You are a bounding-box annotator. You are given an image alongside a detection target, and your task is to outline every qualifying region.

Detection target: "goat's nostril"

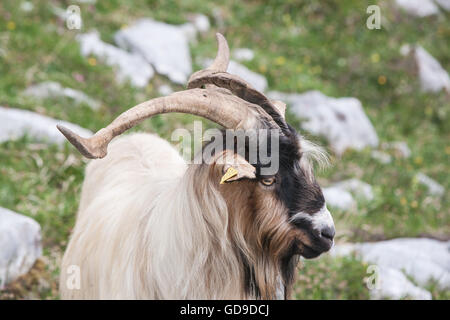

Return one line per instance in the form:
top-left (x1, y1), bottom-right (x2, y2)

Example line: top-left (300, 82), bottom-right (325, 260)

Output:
top-left (320, 226), bottom-right (335, 240)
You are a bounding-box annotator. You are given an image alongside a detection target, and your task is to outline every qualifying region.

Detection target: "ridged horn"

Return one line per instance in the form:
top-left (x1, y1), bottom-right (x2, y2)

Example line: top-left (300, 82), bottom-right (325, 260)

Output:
top-left (57, 88), bottom-right (273, 159)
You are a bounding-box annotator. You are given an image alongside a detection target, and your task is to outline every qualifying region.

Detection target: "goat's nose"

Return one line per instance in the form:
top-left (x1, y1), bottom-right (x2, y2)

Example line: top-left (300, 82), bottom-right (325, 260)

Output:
top-left (320, 225), bottom-right (335, 241)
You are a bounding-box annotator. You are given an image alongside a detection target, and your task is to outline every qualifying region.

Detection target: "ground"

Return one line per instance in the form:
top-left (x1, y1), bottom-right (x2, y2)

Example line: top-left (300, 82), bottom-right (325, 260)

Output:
top-left (0, 0), bottom-right (448, 299)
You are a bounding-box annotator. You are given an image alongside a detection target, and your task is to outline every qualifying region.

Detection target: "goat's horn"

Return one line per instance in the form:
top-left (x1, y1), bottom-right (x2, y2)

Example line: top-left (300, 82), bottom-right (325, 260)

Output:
top-left (57, 88), bottom-right (270, 159)
top-left (208, 33), bottom-right (230, 72)
top-left (188, 34), bottom-right (288, 130)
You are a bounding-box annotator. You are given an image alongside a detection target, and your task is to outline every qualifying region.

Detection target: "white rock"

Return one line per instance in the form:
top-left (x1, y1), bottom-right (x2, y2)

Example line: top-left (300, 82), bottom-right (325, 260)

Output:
top-left (228, 61), bottom-right (267, 92)
top-left (20, 1), bottom-right (34, 12)
top-left (416, 173), bottom-right (445, 196)
top-left (413, 46), bottom-right (450, 93)
top-left (268, 90), bottom-right (379, 155)
top-left (233, 48), bottom-right (255, 62)
top-left (323, 186), bottom-right (356, 210)
top-left (77, 31), bottom-right (154, 88)
top-left (371, 150), bottom-right (392, 164)
top-left (332, 238), bottom-right (450, 295)
top-left (395, 0), bottom-right (440, 17)
top-left (23, 81), bottom-right (101, 110)
top-left (371, 266), bottom-right (432, 300)
top-left (179, 23), bottom-right (198, 43)
top-left (0, 207), bottom-right (42, 289)
top-left (435, 0), bottom-right (450, 11)
top-left (0, 106), bottom-right (92, 145)
top-left (202, 59), bottom-right (268, 92)
top-left (158, 84), bottom-right (173, 96)
top-left (333, 179), bottom-right (374, 202)
top-left (323, 179), bottom-right (374, 210)
top-left (188, 14), bottom-right (210, 33)
top-left (115, 19), bottom-right (192, 84)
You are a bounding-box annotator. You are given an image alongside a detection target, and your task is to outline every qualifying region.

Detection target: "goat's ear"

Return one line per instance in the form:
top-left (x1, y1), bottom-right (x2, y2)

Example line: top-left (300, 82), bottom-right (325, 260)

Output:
top-left (215, 151), bottom-right (256, 184)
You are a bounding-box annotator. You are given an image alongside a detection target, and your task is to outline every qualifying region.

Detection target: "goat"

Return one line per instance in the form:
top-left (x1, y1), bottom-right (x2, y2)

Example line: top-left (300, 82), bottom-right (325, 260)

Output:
top-left (58, 34), bottom-right (335, 299)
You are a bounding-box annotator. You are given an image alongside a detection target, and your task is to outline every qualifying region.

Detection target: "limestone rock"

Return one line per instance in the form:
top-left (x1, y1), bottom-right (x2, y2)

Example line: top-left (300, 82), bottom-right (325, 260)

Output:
top-left (0, 207), bottom-right (42, 289)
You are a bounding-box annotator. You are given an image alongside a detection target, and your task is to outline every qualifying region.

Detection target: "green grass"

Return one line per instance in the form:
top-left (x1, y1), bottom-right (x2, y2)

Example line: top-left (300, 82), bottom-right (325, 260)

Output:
top-left (0, 0), bottom-right (448, 299)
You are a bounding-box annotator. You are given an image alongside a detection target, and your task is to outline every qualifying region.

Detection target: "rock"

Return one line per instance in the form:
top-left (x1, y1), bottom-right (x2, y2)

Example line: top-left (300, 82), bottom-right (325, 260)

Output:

**Exercise directions**
For the records above, state the number of lines that include the string "rock" and add nothing.

**Written answer**
3